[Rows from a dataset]
+++

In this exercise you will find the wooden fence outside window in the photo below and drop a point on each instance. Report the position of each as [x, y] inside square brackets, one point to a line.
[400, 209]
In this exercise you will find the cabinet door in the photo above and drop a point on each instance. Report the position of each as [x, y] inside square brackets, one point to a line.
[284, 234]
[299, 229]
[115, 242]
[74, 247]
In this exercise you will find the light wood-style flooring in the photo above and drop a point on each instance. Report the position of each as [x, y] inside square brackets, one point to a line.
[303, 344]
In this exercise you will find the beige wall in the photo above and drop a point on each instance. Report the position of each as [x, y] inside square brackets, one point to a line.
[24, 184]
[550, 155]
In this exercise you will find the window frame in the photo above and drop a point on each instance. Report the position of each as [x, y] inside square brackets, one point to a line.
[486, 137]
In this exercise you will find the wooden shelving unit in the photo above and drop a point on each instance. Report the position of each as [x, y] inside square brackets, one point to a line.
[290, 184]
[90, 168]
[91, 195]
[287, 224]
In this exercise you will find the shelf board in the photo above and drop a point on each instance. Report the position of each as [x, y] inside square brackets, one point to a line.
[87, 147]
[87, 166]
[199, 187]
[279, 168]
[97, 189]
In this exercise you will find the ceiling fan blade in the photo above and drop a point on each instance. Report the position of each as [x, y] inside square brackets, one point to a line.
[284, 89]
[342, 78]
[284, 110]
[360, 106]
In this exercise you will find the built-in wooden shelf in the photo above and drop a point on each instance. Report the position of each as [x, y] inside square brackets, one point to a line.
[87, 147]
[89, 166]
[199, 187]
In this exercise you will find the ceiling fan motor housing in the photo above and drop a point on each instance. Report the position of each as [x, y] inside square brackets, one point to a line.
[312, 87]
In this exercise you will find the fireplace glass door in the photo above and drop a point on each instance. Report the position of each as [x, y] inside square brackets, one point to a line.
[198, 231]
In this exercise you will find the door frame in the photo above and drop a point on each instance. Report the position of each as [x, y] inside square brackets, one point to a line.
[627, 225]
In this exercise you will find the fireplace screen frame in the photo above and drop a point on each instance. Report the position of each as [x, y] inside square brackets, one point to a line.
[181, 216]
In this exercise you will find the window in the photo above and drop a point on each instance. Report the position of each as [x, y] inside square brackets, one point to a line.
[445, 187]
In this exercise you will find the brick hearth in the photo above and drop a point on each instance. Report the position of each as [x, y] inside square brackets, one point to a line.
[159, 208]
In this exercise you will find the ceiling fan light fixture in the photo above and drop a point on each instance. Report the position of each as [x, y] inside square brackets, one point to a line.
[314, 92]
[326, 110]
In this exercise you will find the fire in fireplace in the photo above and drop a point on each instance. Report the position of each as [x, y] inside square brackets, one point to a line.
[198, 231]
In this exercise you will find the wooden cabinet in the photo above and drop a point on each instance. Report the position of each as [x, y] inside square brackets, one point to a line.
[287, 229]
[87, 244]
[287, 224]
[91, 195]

+++

Instructions to follow: Generate an exact reproduction of all entries.

Answer to the problem:
In this exercise you will find the wooden fence outside window in the photo below and drop a point on each instance. Report the position of each as [x, y] inside square brackets, one point to a line.
[400, 209]
In this exercise you will find the cabinet door in the photo above and drop a point on each instance. Report the position of each as [x, y] inside square brackets, one point to a line.
[284, 234]
[299, 229]
[115, 242]
[74, 247]
In this exercise you will find the light wood-style flooring in the photo above and drop a point on each instance. Report the position of each as [x, y] inside square brackets, one point to a line.
[303, 344]
In this exercise you will find the beige wall in the photo above and drop a point on each instance. Report the position of each as [x, y] inside square brackets, one point to a line.
[24, 184]
[550, 155]
In this exercise you will find the window frame in the photo above and drop a point on each instance. Report the position of each as [x, y] inside square brackets, one point to a line.
[486, 137]
In this exercise you will find the wooden shelving unit in the photo above and drop a point on each instance. Report the position of each as [x, y] inside square brackets, one point to a line.
[290, 184]
[90, 168]
[91, 195]
[287, 224]
In this exercise you will find the shelf board in the photo above and drop a point on each instance. Report the position of each as [x, y] inside square brackets, one point to a line.
[87, 147]
[87, 166]
[199, 187]
[279, 168]
[97, 189]
In this exercise you will find the ceiling fan blade in the photo above and drop a point on each instance. Report the position of each as [x, y] inside square brackets, one point to a line.
[284, 89]
[342, 78]
[284, 110]
[360, 106]
In this exercise you will find the built-in wooden shelf in the photo above and drop a point on each instance. Report the position of each as [x, y] inside square brackets, one point to a line.
[87, 147]
[89, 166]
[199, 187]
In this exercise you will find the ceiling fan motor housing in the photo above and drop a point on each instance. Report the position of each as [x, y] inside square brackets, one point to a line.
[312, 87]
In this exercise you will find the fireplace glass door in the photo above and drop a point on each instance. Report the position of each as [x, y] inside square brackets, one point to a line.
[198, 231]
In this exercise you will find the door frame in the photo above and drop a point on each instance. Report the position of each as [x, y] inside square brackets, one point to a line.
[627, 225]
In this exercise you will find the fireplace screen frame in the photo above and drop a point on each instance. Report the position of each as [x, y] inside square brackets, one point to a line.
[181, 216]
In this exercise you will find the window in the photo above and drop a point on each instance. Report the position of each as [x, y] inside square brackets, one point to a line.
[445, 187]
In this exercise you will find the brick hearth in the photo above and drop a point on each instance. Report the position of each as [x, y] inside square brackets, one point to a line.
[159, 208]
In this exercise you will find the ceiling fan light fixture in the photo above and drop a point on each instance. Report the position of each as [x, y] inside square brackets, one point to a line.
[314, 92]
[326, 110]
In this exercise you will find the fire in fireplace in the photo above and drop a point on each instance. Report the position of each as [x, y] inside square brackets, one point to a line.
[198, 231]
In this exercise you will find the wooden cabinet in the photo above and drop a point on each instance. Report the position of each as [x, y] inside square brackets, one point to a line.
[287, 229]
[87, 244]
[287, 224]
[91, 195]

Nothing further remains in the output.